-- YOUR OBJECTIVE --
Count the lines in the items below that contain the word "between", and reply with only that number.

-- START OF INFORMATION SHOWN --

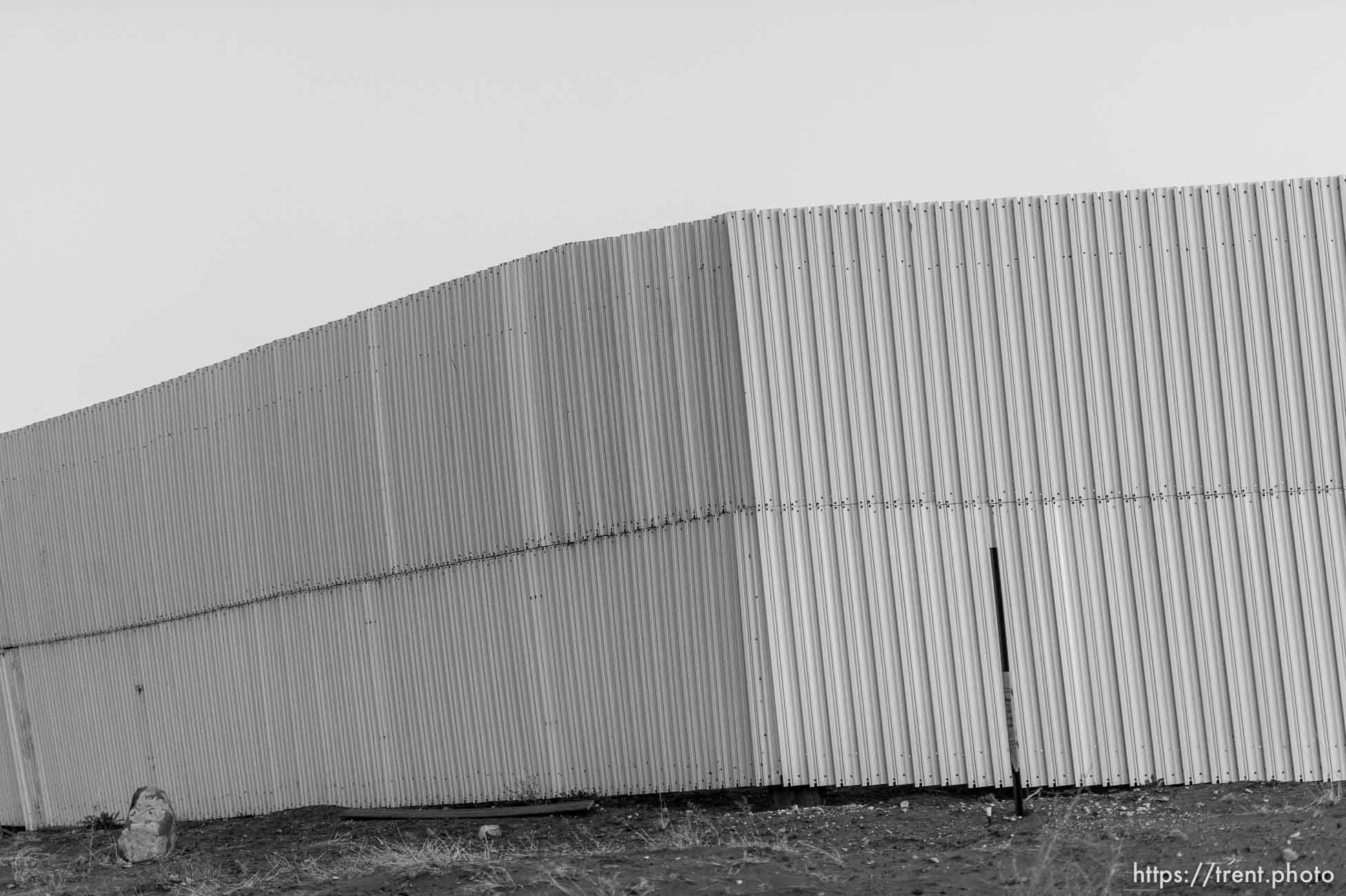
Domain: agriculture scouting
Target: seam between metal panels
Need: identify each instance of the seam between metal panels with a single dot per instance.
(633, 531)
(395, 573)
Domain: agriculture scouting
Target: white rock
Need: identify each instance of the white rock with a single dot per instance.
(151, 828)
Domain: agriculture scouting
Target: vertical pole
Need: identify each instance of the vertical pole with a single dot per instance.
(1004, 681)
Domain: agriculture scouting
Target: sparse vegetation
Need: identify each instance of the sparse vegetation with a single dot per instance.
(103, 821)
(864, 844)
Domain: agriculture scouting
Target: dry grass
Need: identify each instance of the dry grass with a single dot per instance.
(1050, 875)
(1329, 793)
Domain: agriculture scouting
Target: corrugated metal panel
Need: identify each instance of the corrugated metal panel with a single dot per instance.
(1138, 397)
(477, 542)
(449, 685)
(711, 506)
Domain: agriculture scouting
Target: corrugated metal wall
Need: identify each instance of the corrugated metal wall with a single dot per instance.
(1139, 397)
(713, 506)
(482, 541)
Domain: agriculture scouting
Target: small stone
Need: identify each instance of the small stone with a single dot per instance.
(151, 828)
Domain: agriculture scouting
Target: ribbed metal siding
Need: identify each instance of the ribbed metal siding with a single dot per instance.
(536, 497)
(450, 685)
(481, 542)
(1138, 397)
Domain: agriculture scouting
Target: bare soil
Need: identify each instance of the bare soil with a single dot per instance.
(861, 841)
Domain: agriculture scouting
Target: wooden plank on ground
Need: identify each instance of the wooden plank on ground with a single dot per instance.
(489, 812)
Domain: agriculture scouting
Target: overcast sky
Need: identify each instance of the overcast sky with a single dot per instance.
(187, 181)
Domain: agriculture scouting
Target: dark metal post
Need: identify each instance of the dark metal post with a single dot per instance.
(1004, 681)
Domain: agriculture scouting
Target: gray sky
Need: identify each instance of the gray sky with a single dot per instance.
(187, 181)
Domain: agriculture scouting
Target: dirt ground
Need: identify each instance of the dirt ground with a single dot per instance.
(1225, 839)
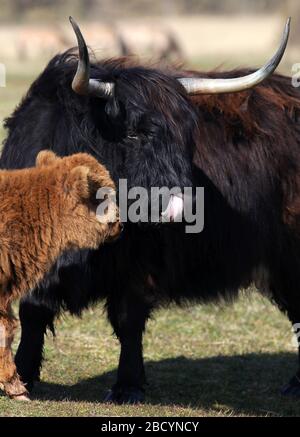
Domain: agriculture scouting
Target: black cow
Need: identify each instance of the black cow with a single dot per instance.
(158, 127)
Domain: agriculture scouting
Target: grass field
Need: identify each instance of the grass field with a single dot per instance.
(200, 361)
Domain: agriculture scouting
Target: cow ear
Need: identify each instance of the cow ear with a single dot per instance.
(83, 183)
(45, 158)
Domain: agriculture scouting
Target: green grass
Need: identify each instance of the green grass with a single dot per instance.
(202, 361)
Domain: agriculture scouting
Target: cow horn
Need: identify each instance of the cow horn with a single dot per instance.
(218, 86)
(82, 84)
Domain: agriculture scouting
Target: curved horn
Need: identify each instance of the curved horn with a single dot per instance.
(82, 84)
(218, 86)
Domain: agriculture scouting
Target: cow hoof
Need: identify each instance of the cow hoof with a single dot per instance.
(22, 398)
(292, 388)
(122, 396)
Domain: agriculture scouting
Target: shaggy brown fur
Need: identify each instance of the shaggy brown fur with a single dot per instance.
(43, 212)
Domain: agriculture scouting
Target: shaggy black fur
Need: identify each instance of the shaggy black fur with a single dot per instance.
(244, 149)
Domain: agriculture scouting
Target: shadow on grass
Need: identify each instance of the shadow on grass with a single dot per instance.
(247, 383)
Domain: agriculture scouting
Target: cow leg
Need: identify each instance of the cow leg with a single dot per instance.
(293, 387)
(128, 319)
(35, 318)
(9, 378)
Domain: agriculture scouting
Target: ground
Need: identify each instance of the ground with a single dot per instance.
(200, 360)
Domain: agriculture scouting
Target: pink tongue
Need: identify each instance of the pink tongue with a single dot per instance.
(174, 209)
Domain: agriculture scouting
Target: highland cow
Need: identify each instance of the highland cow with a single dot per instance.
(44, 212)
(236, 134)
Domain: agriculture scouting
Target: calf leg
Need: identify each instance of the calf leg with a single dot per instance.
(9, 378)
(35, 318)
(128, 319)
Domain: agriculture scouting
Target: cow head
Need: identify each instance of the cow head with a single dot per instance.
(153, 115)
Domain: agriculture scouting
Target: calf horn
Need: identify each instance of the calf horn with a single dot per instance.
(218, 86)
(82, 84)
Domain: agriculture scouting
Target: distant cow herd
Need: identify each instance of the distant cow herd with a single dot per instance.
(33, 42)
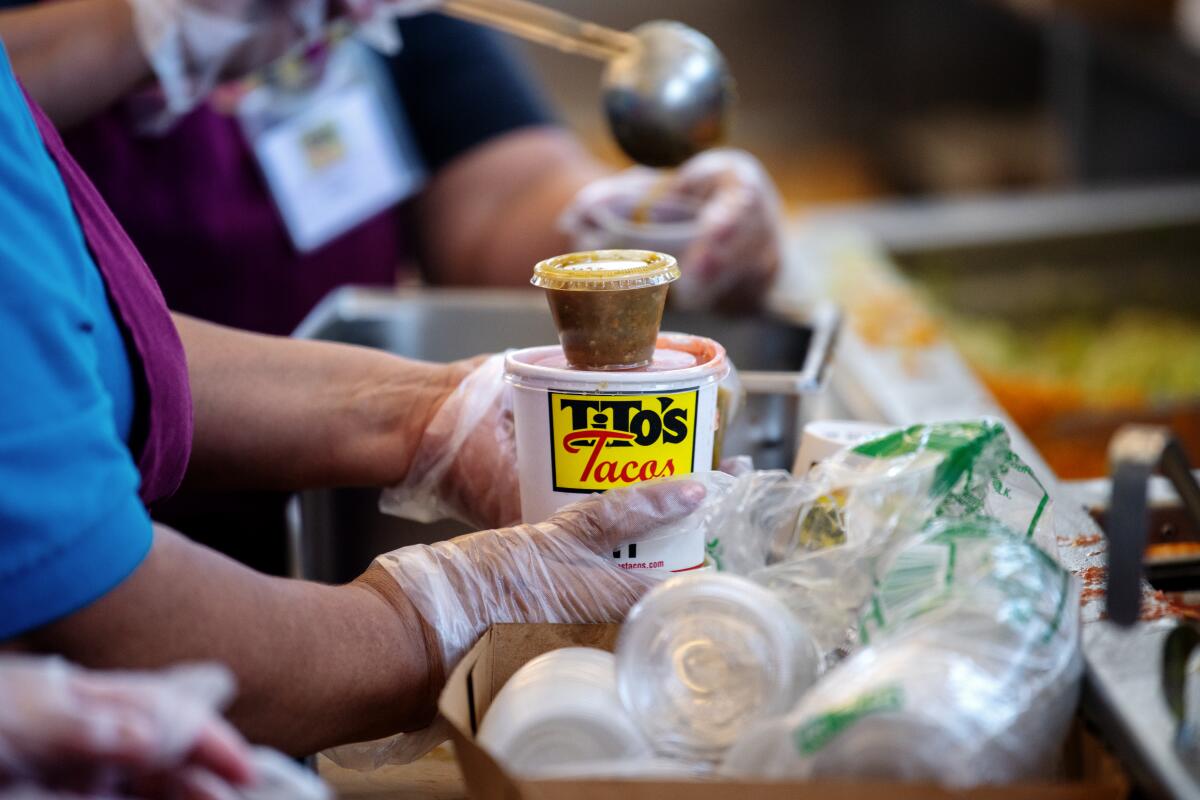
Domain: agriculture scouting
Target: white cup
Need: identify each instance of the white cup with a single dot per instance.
(561, 710)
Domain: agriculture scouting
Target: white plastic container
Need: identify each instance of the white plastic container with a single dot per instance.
(561, 710)
(583, 432)
(823, 438)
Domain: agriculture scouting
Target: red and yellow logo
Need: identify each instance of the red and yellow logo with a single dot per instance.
(601, 441)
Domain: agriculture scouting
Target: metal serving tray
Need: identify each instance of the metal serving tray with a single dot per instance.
(337, 531)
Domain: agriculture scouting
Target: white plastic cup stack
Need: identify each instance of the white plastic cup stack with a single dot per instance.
(702, 657)
(561, 711)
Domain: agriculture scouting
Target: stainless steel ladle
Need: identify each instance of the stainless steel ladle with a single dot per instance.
(667, 90)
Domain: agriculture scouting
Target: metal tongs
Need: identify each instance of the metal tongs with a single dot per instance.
(1137, 452)
(667, 91)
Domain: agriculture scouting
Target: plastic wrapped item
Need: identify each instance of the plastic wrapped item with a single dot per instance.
(561, 711)
(822, 543)
(702, 657)
(66, 728)
(556, 571)
(719, 215)
(465, 464)
(970, 673)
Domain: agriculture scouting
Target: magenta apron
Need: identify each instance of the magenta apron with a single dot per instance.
(163, 401)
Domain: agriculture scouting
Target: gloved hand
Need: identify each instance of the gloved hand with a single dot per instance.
(192, 43)
(736, 251)
(465, 467)
(555, 571)
(131, 734)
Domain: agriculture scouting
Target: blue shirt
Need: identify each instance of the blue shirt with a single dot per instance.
(71, 523)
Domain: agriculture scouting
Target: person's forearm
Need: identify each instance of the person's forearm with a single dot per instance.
(280, 413)
(316, 665)
(75, 56)
(489, 216)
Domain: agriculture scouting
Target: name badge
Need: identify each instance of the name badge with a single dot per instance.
(334, 152)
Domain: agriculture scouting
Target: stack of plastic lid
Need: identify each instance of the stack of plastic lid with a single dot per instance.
(702, 657)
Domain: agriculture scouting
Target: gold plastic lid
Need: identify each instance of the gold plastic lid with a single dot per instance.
(606, 270)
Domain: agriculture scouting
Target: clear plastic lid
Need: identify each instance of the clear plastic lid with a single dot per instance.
(606, 270)
(703, 656)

-- END OF INFORMATION SHOWN --

-- OUTPUT FOR THIS TASK --
2